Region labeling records
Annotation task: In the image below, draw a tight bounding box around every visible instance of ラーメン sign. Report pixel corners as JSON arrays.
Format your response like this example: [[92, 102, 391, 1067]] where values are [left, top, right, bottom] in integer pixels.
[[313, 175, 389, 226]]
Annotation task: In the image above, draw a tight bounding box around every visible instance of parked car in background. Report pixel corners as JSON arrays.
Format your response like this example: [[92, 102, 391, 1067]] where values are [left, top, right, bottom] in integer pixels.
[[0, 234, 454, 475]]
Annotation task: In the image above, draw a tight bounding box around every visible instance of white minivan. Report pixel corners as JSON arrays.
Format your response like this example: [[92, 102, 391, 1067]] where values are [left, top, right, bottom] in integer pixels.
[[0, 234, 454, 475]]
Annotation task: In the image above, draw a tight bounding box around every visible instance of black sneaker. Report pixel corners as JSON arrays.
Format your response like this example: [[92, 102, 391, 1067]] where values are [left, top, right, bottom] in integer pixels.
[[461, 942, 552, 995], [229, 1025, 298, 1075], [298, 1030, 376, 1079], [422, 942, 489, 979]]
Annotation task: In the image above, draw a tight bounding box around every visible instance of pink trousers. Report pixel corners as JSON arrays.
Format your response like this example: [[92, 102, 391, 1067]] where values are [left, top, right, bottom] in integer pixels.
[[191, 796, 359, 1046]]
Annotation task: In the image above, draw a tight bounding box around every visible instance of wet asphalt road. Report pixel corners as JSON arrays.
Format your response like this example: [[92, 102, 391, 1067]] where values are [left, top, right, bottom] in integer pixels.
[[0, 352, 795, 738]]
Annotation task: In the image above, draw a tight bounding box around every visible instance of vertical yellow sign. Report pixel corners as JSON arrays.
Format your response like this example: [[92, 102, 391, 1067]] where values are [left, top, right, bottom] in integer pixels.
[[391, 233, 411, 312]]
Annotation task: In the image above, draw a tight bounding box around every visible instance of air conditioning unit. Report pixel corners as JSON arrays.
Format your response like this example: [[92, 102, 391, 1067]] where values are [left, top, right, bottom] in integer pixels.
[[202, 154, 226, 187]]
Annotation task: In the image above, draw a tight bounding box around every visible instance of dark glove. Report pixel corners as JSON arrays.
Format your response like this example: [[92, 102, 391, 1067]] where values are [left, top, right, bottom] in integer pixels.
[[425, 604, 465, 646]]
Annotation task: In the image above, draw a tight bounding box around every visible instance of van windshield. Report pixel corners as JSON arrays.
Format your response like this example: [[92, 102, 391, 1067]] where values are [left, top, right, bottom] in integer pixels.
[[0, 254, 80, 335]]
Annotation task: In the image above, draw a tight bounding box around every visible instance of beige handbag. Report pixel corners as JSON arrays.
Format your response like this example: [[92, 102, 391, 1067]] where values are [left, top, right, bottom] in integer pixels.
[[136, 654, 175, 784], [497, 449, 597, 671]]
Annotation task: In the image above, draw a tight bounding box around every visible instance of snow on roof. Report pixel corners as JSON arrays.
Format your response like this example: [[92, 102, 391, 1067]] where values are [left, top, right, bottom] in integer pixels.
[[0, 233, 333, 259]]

WHAT IS EXPECTED
How many lines in the data contain the string "sign"? Reply with the number only.

EXERCISE OUTPUT
2